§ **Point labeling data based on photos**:
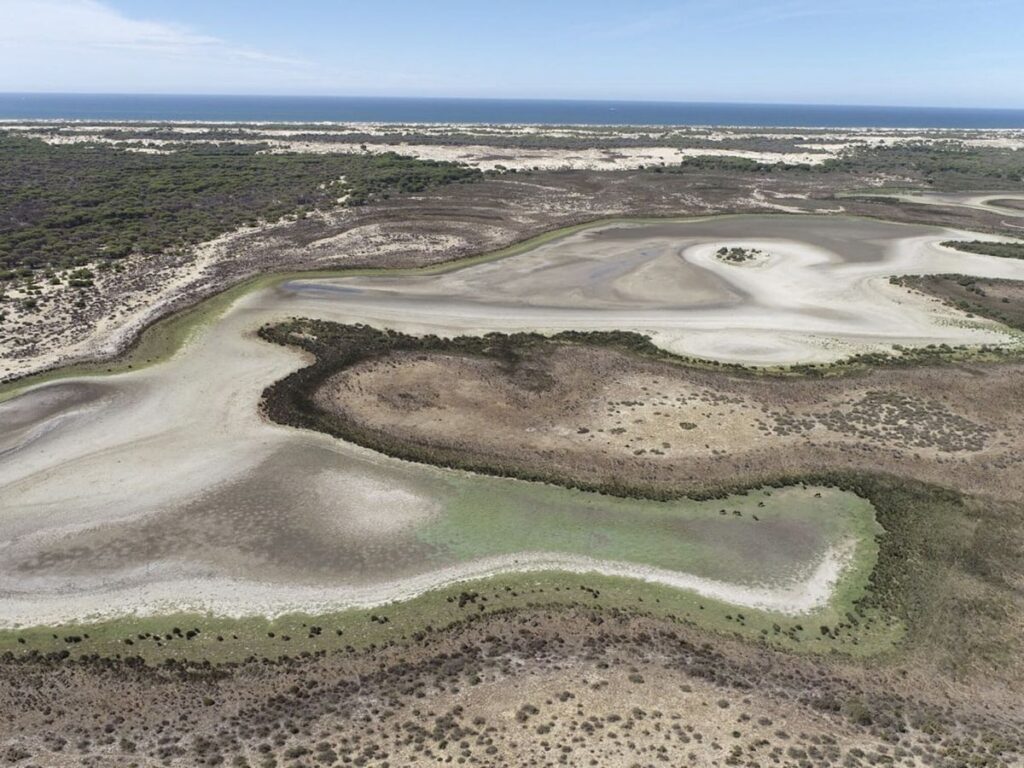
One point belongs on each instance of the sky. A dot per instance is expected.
(887, 52)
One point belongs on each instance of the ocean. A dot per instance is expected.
(344, 109)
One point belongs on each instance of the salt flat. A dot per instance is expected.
(164, 485)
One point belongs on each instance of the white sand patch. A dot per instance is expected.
(38, 606)
(190, 426)
(367, 505)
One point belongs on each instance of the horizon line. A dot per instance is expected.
(534, 99)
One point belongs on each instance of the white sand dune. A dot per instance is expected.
(158, 439)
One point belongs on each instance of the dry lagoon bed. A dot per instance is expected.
(163, 488)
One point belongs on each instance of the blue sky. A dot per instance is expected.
(913, 52)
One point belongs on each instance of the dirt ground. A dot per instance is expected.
(599, 415)
(418, 229)
(573, 687)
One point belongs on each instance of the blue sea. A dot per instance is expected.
(344, 109)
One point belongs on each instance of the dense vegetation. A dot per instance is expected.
(945, 560)
(1001, 300)
(986, 248)
(64, 206)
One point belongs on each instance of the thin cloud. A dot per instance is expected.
(89, 25)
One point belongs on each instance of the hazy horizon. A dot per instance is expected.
(918, 53)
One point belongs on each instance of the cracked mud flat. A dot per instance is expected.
(123, 460)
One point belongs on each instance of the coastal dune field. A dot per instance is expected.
(151, 491)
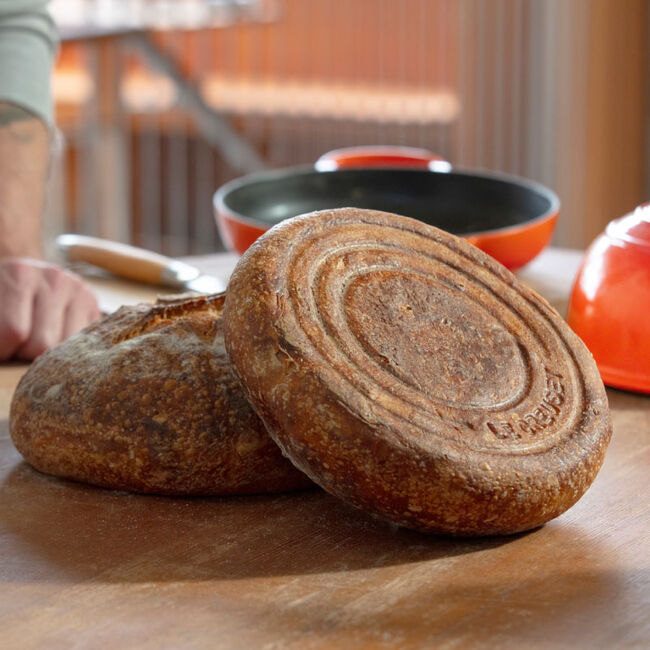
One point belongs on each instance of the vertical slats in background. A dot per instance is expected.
(549, 89)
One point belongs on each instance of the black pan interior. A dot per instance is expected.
(457, 202)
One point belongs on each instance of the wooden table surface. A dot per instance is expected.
(82, 567)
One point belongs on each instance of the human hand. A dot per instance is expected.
(40, 306)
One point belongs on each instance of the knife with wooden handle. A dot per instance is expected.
(137, 264)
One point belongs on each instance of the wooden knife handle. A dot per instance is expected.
(121, 259)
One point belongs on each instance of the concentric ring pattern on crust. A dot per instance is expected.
(146, 400)
(411, 375)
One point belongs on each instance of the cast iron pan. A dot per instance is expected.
(510, 218)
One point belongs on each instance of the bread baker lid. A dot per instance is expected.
(411, 375)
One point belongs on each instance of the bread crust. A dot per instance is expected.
(145, 400)
(414, 377)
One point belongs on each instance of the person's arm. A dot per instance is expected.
(40, 304)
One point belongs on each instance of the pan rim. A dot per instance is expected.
(220, 204)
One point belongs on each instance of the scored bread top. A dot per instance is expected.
(410, 374)
(146, 400)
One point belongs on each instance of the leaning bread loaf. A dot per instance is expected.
(145, 400)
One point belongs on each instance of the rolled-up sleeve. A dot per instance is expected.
(28, 42)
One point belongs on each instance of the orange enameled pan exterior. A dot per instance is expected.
(512, 245)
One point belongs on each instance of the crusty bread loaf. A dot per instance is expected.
(410, 374)
(145, 400)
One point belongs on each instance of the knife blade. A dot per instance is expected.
(137, 264)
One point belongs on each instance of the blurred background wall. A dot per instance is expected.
(160, 102)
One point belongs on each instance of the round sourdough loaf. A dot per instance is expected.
(145, 400)
(413, 376)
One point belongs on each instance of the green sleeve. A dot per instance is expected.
(28, 43)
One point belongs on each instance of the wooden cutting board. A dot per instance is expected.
(89, 568)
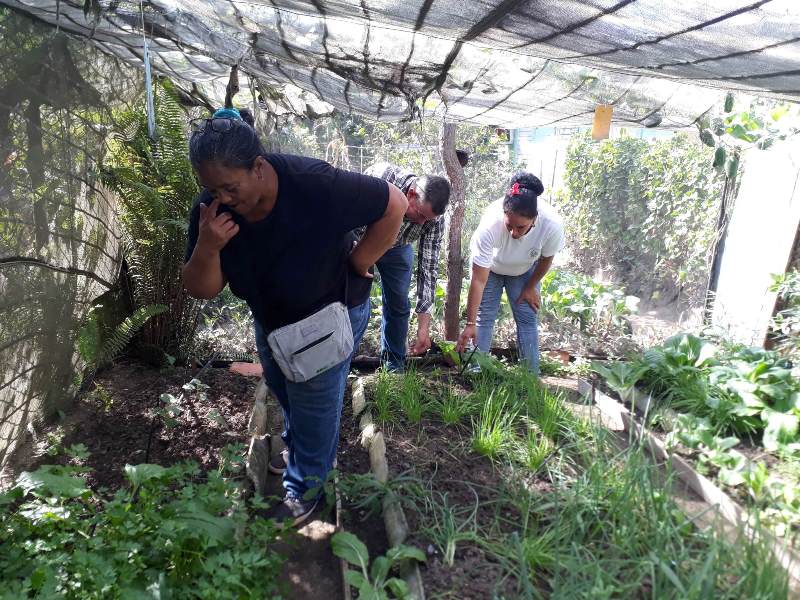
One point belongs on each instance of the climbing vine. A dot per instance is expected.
(644, 212)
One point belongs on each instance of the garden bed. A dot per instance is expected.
(732, 412)
(563, 513)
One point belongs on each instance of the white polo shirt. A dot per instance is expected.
(492, 245)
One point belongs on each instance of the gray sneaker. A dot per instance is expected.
(292, 511)
(277, 464)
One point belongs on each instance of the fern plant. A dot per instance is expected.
(156, 188)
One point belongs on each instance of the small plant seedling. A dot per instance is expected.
(373, 581)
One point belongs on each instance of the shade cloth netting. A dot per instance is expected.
(510, 62)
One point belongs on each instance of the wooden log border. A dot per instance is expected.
(394, 519)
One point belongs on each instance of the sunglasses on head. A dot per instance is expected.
(218, 125)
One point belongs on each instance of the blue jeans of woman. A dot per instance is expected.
(395, 267)
(311, 411)
(525, 317)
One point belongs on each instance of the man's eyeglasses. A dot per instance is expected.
(218, 125)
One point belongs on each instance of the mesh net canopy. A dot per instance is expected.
(509, 63)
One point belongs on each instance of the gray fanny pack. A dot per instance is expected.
(312, 346)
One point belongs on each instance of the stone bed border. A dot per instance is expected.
(710, 493)
(394, 518)
(258, 455)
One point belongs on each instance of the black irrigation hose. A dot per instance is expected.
(466, 364)
(155, 407)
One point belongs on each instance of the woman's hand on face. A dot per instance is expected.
(467, 336)
(215, 230)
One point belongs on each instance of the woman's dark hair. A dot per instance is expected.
(522, 193)
(247, 117)
(435, 191)
(230, 141)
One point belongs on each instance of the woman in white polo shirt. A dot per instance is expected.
(512, 248)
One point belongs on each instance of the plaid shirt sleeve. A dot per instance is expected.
(430, 244)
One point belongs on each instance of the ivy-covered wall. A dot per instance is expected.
(59, 243)
(643, 212)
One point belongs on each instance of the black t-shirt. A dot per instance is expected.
(294, 261)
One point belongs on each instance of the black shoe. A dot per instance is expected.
(277, 464)
(292, 511)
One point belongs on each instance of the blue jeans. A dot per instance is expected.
(525, 317)
(311, 411)
(395, 270)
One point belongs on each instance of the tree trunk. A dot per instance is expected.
(455, 269)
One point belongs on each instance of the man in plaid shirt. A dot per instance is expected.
(428, 196)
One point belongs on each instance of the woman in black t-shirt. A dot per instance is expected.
(275, 228)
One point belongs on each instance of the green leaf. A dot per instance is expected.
(781, 428)
(355, 578)
(138, 474)
(732, 167)
(402, 552)
(740, 133)
(399, 588)
(779, 112)
(707, 138)
(367, 592)
(52, 480)
(379, 570)
(347, 546)
(728, 102)
(197, 520)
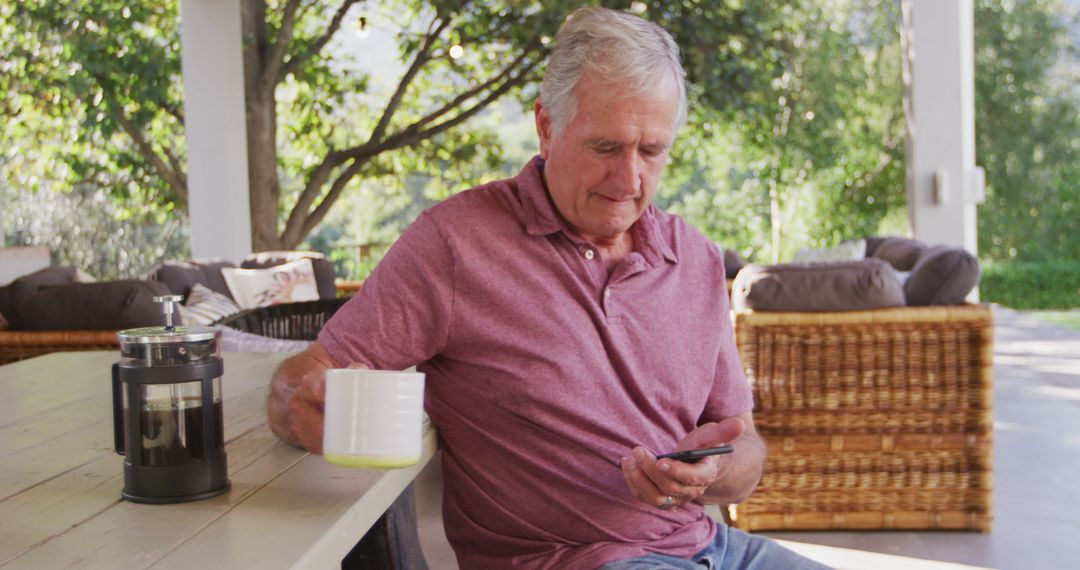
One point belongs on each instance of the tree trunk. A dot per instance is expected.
(264, 187)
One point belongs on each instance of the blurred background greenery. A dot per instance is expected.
(795, 137)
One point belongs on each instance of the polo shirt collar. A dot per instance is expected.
(541, 218)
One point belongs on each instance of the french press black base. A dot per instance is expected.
(167, 416)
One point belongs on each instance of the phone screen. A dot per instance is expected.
(693, 456)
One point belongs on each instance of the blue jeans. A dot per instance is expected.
(731, 548)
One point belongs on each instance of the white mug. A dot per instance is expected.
(373, 418)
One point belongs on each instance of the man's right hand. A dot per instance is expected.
(297, 395)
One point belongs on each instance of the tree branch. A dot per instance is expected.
(410, 136)
(422, 56)
(300, 220)
(175, 178)
(173, 175)
(477, 89)
(273, 60)
(324, 206)
(299, 58)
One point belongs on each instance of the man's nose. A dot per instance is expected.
(628, 174)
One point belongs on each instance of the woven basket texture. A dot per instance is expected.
(874, 419)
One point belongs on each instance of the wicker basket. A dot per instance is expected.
(19, 344)
(297, 321)
(874, 419)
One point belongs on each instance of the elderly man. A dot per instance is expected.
(569, 331)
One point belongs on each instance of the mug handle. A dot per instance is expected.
(118, 418)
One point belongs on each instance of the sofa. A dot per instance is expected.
(873, 385)
(54, 310)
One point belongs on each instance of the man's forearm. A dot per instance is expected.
(741, 473)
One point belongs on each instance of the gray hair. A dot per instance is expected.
(621, 49)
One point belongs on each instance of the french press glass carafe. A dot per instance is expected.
(167, 417)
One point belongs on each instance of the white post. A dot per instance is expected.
(943, 184)
(214, 120)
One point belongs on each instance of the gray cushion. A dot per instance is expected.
(901, 253)
(732, 262)
(873, 243)
(835, 286)
(15, 293)
(103, 306)
(943, 275)
(212, 270)
(322, 267)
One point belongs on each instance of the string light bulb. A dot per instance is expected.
(362, 29)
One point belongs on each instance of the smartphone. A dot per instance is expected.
(693, 456)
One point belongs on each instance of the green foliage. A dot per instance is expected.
(1033, 284)
(811, 153)
(84, 229)
(78, 79)
(1027, 124)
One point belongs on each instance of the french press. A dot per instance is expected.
(166, 411)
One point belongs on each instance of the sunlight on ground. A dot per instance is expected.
(851, 559)
(1068, 319)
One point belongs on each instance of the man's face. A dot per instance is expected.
(602, 171)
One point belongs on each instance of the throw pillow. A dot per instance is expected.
(850, 250)
(323, 268)
(233, 340)
(732, 262)
(181, 276)
(102, 306)
(943, 275)
(15, 293)
(832, 286)
(901, 253)
(205, 307)
(259, 287)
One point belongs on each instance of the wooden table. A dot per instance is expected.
(61, 482)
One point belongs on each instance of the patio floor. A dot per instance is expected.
(1036, 466)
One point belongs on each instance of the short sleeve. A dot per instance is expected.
(731, 393)
(402, 313)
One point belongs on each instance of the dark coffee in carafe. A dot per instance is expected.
(175, 436)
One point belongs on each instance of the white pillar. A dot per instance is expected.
(214, 120)
(943, 184)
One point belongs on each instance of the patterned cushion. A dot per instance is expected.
(204, 306)
(849, 250)
(259, 287)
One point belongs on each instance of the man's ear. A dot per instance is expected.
(543, 127)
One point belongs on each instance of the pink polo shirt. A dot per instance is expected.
(542, 370)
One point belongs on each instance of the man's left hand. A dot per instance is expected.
(669, 483)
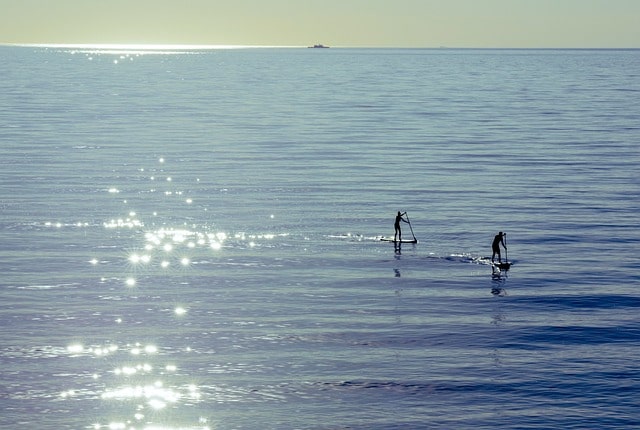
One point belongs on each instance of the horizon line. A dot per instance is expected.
(201, 47)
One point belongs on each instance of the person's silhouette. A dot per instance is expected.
(495, 246)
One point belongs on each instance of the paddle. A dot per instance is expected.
(506, 253)
(411, 228)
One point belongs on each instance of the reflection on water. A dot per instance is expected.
(141, 385)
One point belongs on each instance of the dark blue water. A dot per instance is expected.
(190, 239)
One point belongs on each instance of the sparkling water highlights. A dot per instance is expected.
(192, 240)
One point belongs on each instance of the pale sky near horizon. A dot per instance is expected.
(357, 23)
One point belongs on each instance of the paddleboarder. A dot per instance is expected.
(398, 231)
(495, 246)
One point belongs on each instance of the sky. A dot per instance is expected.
(347, 23)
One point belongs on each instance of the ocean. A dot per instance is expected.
(191, 238)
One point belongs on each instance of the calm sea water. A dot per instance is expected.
(190, 239)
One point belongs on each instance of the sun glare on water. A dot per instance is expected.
(124, 48)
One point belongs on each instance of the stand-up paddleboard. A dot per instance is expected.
(504, 265)
(390, 239)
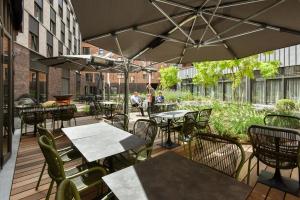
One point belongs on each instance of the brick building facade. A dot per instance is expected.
(137, 81)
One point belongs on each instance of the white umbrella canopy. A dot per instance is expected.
(72, 62)
(185, 31)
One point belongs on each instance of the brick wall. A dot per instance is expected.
(54, 82)
(21, 70)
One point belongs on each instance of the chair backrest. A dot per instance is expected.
(67, 191)
(43, 131)
(221, 153)
(285, 121)
(192, 115)
(189, 124)
(146, 129)
(33, 114)
(275, 146)
(171, 107)
(55, 164)
(204, 115)
(120, 121)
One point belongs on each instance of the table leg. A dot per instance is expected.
(169, 143)
(277, 181)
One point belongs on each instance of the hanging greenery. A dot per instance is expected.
(210, 72)
(168, 77)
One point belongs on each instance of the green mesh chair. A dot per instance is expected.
(223, 154)
(284, 121)
(67, 154)
(68, 191)
(83, 176)
(203, 121)
(145, 129)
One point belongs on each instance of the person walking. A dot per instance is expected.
(136, 101)
(150, 95)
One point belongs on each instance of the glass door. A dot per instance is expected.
(6, 96)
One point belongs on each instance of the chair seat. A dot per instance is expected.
(86, 180)
(70, 155)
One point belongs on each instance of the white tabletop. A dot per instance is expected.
(101, 140)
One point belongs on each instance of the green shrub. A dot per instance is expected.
(286, 105)
(231, 119)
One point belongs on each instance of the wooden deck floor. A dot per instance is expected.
(30, 161)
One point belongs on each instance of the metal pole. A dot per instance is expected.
(126, 89)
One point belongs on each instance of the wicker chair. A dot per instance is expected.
(84, 176)
(68, 191)
(285, 121)
(203, 121)
(275, 147)
(66, 154)
(64, 113)
(221, 153)
(187, 132)
(120, 121)
(162, 124)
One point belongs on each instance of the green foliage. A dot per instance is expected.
(168, 77)
(173, 96)
(231, 119)
(286, 105)
(210, 72)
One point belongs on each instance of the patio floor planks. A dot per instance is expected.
(30, 161)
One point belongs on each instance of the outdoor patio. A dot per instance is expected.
(30, 160)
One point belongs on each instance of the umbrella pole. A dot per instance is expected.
(126, 91)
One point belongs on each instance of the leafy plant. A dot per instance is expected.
(286, 105)
(168, 77)
(210, 72)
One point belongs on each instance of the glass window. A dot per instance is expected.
(86, 51)
(88, 77)
(38, 10)
(70, 40)
(38, 85)
(53, 21)
(42, 81)
(258, 91)
(287, 56)
(68, 19)
(292, 55)
(274, 90)
(293, 88)
(62, 32)
(32, 84)
(60, 8)
(78, 81)
(49, 44)
(228, 91)
(65, 81)
(60, 48)
(33, 42)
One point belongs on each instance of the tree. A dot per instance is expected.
(168, 77)
(210, 72)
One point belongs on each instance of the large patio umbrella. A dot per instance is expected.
(185, 31)
(120, 66)
(72, 62)
(97, 64)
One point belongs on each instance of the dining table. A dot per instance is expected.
(170, 116)
(101, 140)
(111, 105)
(171, 176)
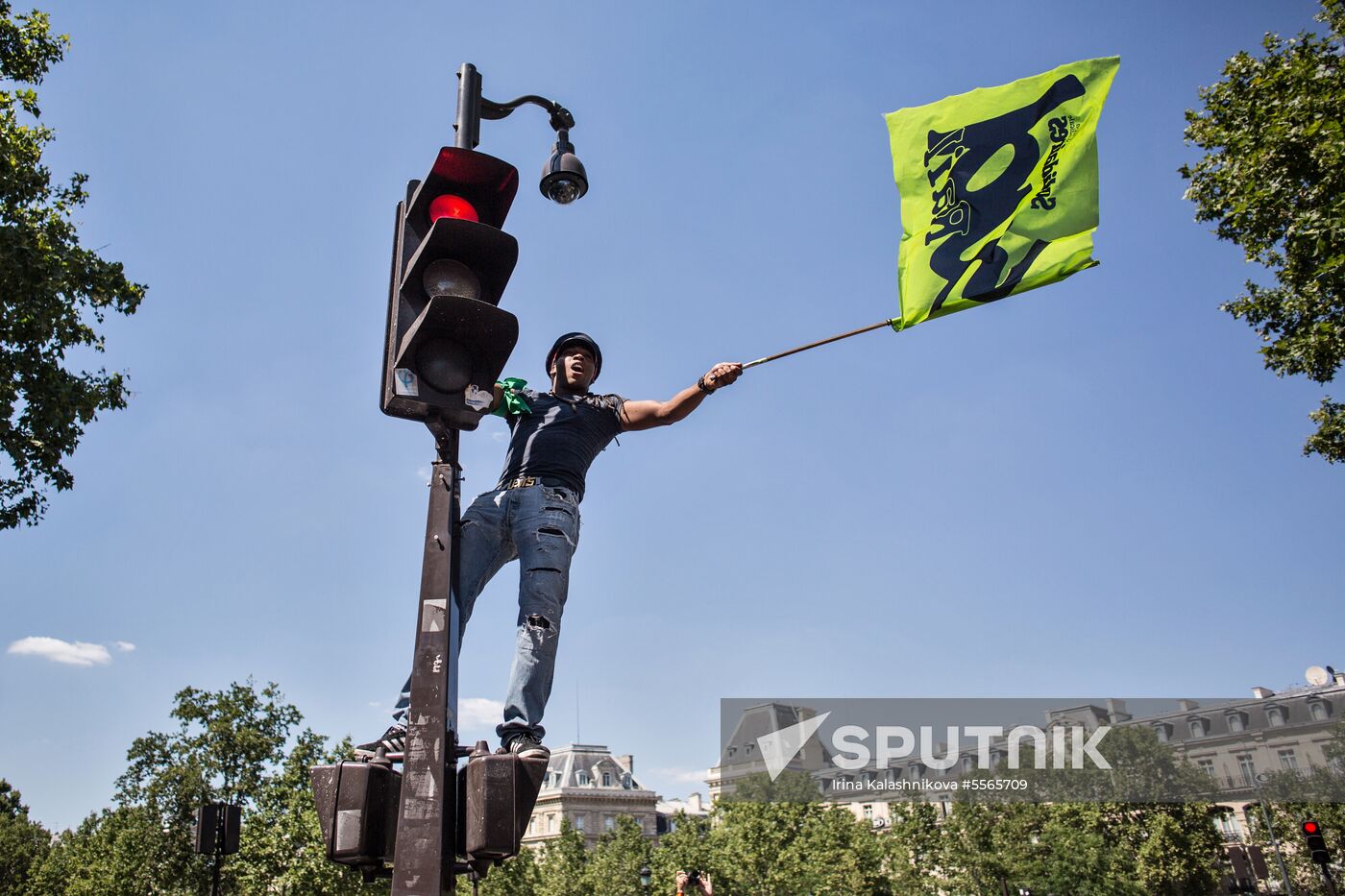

§ **DIRECTIVE**:
Rescale the stretch from the line containing "One point belongs on each instance of the glass window." through the end of the data: write every line out again, requests included, and multiply each point coordinate by 1.7, rounding to whole numbers with halves going up. Omit the pictures from your answer.

§ **OUTPUT FOR THIS TASK**:
One point belongs on each instance of the glass window. A dot per instance is expected.
(146, 87)
(150, 131)
(65, 17)
(119, 68)
(65, 145)
(90, 36)
(71, 138)
(439, 155)
(488, 95)
(116, 32)
(496, 94)
(466, 153)
(498, 150)
(105, 54)
(54, 143)
(102, 14)
(133, 138)
(83, 75)
(388, 155)
(111, 138)
(102, 82)
(56, 71)
One point belongs on each instance of the tree. A dot per instance is expected.
(286, 131)
(357, 122)
One point belongs on each instance of the large patio umbrella. A dot per instance is expected.
(315, 53)
(204, 112)
(122, 105)
(165, 109)
One point belongs on each instance of the dining table. A dot per instance is expected.
(289, 197)
(172, 238)
(189, 179)
(291, 299)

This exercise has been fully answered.